-------- GIVEN TEXT

“Alexander Rodchenko: Revolution in Photography” at the Hayward Gallery, London, until April 27
The current exhibition of photomontages and photographs by Alexander Rodchenko (1891-1956) at London’s Hayward Gallery is one of the most comprehensive retrospectives of his work ever held. Rodchenko’s life is a powerful reminder of the creative energy unleashed by the Russian Revolution of 1917 and how it was strangled by the Stalinist counter-revolution.
Rodchenko pioneered the use of photomontage in post-revolutionary Russia for book and magazine covers, posters and advertisements—working closely with the poet Vladimir Mayakovsky, who provided the literary input. The partnership became extremely successful with Rodchenko writing in his diary, “We had completely conquered Moscow and completely shifted, or rather, changed the old, tsarist-bourgeois-Western style of advertising for the new Soviet.”
The first room of the exhibition displays contain fine examples of these works including the haunting cover for Mayakovsky’s 1923 love poem About That and the striking film poster for Cine-Eye
In 1924, Rodchenko took up photography and was soon capturing a person’s character or a particular event in a new and unique way. The second room of the Hayward Gallery has many of these early pictures, which have become iconic images in the history of photography, including the intimate 1924 photograph Mother and the portraits of his friends and comrades in the “Left Front of the Arts” (LEF) such as Mayakovsky and Osip Brik, made all the more poignant by the fact they all, in one way or another, became victims of Stalin’s terror.
LEF, said Rodchenko, “as the avant-garde of Communist culture is obligated to show how and what needs to be photographed. What to shoot—is something every photo group knows but how to shoot—only a few know.”
For Rodchenko, “how to shoot” increasingly meant taking his photographs from unusual perspectives and angles—“from the top down,” the “bottom up” and “their diagonals.” He later explained how, in 1925 in Paris, “when I first saw the Eiffel Tower from afar. I didn’t like it at all. But once I was passing nearby on a bus, and when I saw the lines of the metal diminishing upwards, from right and left through the window, this perspective gave me the impression of the mass and the construction, which ‘from the navel’ creates only a gentle spot, the one we’re so sick of on all those postcards.” Several photos taken in the neighbourhood of Rodchenko’s small apartment in Moscow, including Fire Escape with a Man (1925) and Assembling for a demonstration (1928-1930), still demonstrate the thought-provoking manner of this way of taking photographs.

----------------
-------- MATERIAL PROVIDED

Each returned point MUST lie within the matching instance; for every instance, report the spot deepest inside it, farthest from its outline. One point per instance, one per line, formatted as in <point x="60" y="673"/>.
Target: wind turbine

----------------

TASK LIST
a - According to the Rodchenko exhibition review, in what year did Rodchenko take up photography?
b - Write the next part of the Rodchenko exhibition review, starting after its final sentence.
The data are separate material, unrelated to the Rodchenko exhibition review.

ANSWER LIST
a - 1924

b -
Rodchenko’s preoccupation with unusual perspectives and angles was derived from conceptions he began to develop in his youth. Prior to the revolution, Rodchenko attended art school in Kazan, where he met his lifelong companion, Varvara Stepanova (1894-1958), and joined the Futurist movement led by Mayakovsky, David Burliuk and Vasily Kamensky. He then moved to Moscow and took up painting, working alongside leading artists such as the Constructivist Vladimir Tatlin.
Rodchenko, who was one of the few Russian artists to identify fully with the new revolutionary government, became a leading proponent of Constructivism at the Moscow-based Higher Technical-Artistic Studios (VKhUTEMAS), where he taught from 1920 to 1930. He rejected “pure” art, saying it should be used for social purposes and the furtherance of the revolution. In 1921, he and Stepanova wrote the Productionist Manifesto, which declared the artist’s task was to “direct materialist, constructivist work towards communist ends.” Its slogans included, “Down with art, long live technical science” and “Destroy the last remaining attachment of human thought to art.”
In many ways, these conceptions mirrored those put forward by the supporters of “Proletarian Culture” (Proletcult), who were to form the core of the All-Russian Association of Proletarian Artists (VAPP) and who led the attacks on Rodchenko and LEF in 1928.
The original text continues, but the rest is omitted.